ENTRIES SHOWN.
====
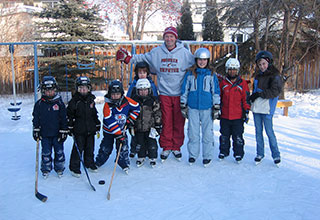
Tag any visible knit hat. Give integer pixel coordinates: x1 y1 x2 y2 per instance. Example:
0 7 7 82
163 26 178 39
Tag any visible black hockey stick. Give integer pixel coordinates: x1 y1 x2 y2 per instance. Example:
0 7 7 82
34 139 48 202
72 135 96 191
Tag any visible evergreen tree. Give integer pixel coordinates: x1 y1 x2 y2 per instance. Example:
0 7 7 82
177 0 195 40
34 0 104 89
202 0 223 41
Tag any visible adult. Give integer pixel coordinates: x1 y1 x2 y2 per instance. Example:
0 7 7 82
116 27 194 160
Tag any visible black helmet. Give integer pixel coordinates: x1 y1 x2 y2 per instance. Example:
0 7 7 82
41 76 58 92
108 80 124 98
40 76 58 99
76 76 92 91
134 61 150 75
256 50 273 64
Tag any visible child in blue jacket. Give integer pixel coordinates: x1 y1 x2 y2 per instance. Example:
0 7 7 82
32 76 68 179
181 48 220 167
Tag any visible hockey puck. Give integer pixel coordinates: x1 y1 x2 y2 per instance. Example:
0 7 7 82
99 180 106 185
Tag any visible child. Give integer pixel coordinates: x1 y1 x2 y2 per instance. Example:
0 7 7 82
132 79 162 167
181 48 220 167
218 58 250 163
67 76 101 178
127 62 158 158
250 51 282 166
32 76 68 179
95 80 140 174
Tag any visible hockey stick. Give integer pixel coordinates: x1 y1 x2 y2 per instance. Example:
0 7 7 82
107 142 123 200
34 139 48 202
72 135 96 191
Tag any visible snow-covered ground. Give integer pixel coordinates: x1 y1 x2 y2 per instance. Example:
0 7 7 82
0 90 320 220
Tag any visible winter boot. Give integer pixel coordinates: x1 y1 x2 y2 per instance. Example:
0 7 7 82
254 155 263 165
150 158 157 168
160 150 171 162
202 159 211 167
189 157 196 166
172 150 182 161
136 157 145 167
====
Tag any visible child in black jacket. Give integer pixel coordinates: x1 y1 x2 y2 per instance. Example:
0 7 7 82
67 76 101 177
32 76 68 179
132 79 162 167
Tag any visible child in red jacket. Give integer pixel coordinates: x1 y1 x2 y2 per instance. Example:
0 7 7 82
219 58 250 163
====
EXERCISE PROMPT. Could you print everything in the listing, unchanged, from the line containing "Tag any visible winter" down to the line containing "136 157 145 167", with both of those lines included?

THE RESPONSE.
Tag any visible winter boot. Give integer pixel coordinates: x1 y1 x2 y2 per instance. Example:
0 7 7 82
254 155 263 165
150 158 157 168
160 150 171 162
202 159 211 167
189 157 196 166
172 150 182 161
136 157 145 167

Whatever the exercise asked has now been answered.